====== Data to process ======
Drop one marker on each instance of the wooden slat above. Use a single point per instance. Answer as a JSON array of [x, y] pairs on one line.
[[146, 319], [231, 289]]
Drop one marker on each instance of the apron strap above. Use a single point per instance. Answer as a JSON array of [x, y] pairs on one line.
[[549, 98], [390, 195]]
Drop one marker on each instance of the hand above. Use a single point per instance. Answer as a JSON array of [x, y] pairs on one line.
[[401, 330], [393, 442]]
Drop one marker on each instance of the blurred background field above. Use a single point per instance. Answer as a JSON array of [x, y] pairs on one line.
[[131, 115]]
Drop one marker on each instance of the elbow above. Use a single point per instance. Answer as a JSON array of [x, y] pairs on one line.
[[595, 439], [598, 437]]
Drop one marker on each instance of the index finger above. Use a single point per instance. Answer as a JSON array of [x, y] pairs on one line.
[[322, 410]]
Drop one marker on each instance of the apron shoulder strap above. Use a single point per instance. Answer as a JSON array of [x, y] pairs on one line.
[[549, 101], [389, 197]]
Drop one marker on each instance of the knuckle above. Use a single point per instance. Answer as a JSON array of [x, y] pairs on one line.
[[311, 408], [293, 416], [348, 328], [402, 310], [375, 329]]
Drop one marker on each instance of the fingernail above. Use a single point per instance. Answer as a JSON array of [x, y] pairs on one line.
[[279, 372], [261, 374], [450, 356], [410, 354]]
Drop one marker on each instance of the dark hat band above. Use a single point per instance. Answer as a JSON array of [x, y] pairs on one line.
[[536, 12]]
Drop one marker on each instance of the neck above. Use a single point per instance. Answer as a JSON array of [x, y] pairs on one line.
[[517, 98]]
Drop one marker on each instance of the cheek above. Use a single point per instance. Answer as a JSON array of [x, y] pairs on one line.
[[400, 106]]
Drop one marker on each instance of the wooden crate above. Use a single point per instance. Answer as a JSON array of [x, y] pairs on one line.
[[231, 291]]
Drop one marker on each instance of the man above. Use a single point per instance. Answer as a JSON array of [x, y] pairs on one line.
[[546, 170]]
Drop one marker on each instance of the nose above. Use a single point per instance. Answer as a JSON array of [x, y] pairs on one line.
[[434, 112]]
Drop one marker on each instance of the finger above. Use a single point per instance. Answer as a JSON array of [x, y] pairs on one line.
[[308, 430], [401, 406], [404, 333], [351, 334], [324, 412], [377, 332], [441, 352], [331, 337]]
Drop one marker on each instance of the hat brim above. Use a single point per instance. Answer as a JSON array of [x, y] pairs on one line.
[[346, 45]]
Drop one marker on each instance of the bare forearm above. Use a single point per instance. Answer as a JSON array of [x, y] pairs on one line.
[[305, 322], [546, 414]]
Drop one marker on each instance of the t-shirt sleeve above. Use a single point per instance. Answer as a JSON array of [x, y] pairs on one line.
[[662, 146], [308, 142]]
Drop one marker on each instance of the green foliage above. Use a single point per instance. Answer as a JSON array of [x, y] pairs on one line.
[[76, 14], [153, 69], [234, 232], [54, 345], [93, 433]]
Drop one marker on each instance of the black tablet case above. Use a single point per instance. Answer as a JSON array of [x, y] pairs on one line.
======
What the exercise asks
Copy all of the records above word for word, keeping the lines in their original order.

Written response
Drop one marker on each instance of the wooden slat above. Use a single point per instance. Answer as a JSON array of [x, y] pairs on one line.
[[146, 319], [231, 289]]
Drop one marker on each instance of the apron strap above. Use a single point per instance. Answer as a JSON array of [x, y] pairs on one line.
[[549, 98], [390, 195]]
Drop one marker on each instance of the hand above. Use a single point per instance. Answer as a JSON array of [x, y] pairs on one line.
[[401, 330], [393, 442]]
Drop one marker on each instance of the blurred background field above. Use a single point per instance. Answer as a JSON array of [x, y] pairs on one line.
[[131, 115]]
Drop one marker on each instance of the elbow above. Use a single point per instance. Answer as a JSON array of [x, y] pairs on one line.
[[595, 439], [598, 437]]
Drop one marker on each instance of the index finger above. Use a single point per instance. Answer as a JSON array of [x, y] pairs on one line.
[[322, 410]]
Drop one marker on each instance of the apron shoulder strap above. Use a single point per instance. Answer as a JSON array of [x, y] pairs on one line.
[[549, 101], [389, 197]]
Drop one marker on each instance of the knuckle above. Use a single point per instance. Answer as a JSON array of [x, y] pairs on one line.
[[311, 408], [293, 416], [348, 328], [402, 310], [375, 329]]
Drop one marker on each instance of the fingernail above. Use a single point per instance. Answer as a JSON array of [x, y] pairs on one line.
[[279, 372], [261, 374], [450, 356], [410, 354]]
Drop one marker on each instance of the dark hat band above. Use a single point per instance. Answer as a JSON array of [x, y] pairs on one line.
[[536, 12]]
Drop one marker on each instance of the neck above. Use a single point per instance. Answer as a JSON array of [x, y] pairs on one line.
[[517, 98]]
Drop one marker on each instance of the cheek above. Use a single point per instance. Answer as a JSON array of [x, y] pairs on one line.
[[400, 106]]
Drop one marker on each instance of the wooden crate above. Use a single point per instance. Answer as a JSON array of [x, y] pairs on one line.
[[231, 291]]
Drop one marker on each instance of the man above. Use a single point per instance. Answer as a JSON array of [x, y] pairs on one line.
[[546, 170]]
Drop one marker on each instance of the nose above. Use a single point per instance. Answer as a JSON array of [x, y] pairs on one line.
[[434, 112]]
Drop one marker on each instance of the finger above. Use a single point per instance. Answer as a JSON array of [x, y] pairs on one line.
[[308, 430], [401, 406], [404, 333], [351, 334], [324, 412], [377, 332], [441, 352], [331, 337]]
Drop one marker on each instance of the hat brim above. Use a single point per instance. Answer as a JSON array of [x, y] pairs on one line.
[[346, 45]]
Drop one marker on each instance of the bare forearm above. Use a single point per instance. Answer as a JSON array of [x, y] pairs on one line.
[[305, 322], [546, 414]]
Drop one marker on each instance of the t-shirt sleeve above. Use a single point per instance. Answer as a JSON array of [x, y] pairs on one line.
[[662, 146], [308, 142]]
Drop one marker on each instance of the green foliage above. Use a single point per instance. Answer as a JSON array of [x, y] pairs on one line.
[[76, 14], [153, 69], [234, 232], [54, 345], [93, 433]]
Drop one marker on each instance of the black tablet case above. Use a single point per instance. Answer as a JSON array of [x, y] pairs on one line.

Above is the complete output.